Rewrite the entries from the line containing "like x=151, y=259." through the end of the entries, inclusive, replacing "eyeglass lens" with "spectacle lens" and leaving everything else unchanged.

[Excerpts from a point labeling dataset]
>> BEGIN
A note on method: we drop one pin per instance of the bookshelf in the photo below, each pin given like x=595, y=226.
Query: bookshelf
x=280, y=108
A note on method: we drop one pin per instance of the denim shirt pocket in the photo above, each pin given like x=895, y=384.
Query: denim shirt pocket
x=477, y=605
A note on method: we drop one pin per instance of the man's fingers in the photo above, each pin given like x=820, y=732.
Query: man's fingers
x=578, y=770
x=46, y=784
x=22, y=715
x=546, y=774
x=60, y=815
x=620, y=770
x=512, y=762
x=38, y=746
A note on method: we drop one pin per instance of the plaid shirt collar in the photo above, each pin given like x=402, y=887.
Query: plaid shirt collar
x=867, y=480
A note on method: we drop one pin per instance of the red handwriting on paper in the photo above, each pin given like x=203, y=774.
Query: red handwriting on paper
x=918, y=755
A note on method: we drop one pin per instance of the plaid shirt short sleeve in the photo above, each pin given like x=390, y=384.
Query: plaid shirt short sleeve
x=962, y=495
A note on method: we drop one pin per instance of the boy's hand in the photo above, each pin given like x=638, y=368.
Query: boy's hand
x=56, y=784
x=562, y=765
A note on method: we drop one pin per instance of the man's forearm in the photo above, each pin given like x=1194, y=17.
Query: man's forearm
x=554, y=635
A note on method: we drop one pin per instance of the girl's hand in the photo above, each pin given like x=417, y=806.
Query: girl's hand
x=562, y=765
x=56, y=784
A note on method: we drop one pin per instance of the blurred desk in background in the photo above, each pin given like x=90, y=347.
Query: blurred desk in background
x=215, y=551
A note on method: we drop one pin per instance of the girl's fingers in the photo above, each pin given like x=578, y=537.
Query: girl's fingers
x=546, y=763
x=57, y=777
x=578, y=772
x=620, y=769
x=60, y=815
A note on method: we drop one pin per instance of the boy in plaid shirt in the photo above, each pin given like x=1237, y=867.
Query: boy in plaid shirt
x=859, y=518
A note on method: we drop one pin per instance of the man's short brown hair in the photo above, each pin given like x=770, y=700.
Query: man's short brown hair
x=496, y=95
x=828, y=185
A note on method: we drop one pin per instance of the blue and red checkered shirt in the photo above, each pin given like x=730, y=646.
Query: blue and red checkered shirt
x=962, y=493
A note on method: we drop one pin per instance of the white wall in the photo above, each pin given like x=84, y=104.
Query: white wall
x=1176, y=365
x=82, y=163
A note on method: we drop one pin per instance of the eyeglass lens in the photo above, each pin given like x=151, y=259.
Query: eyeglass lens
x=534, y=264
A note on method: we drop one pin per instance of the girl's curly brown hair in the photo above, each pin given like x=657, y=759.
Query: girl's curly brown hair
>> END
FINAL RESULT:
A note on method: we drop one pin per instance of the spectacle lens in the photo above, each pin given like x=151, y=259.
Query: spectacle lens
x=534, y=264
A note on method: we drop one pin per instance of the girl's curly brown hair in the photo above, each pin given like x=657, y=759.
Query: girl's curly brown hair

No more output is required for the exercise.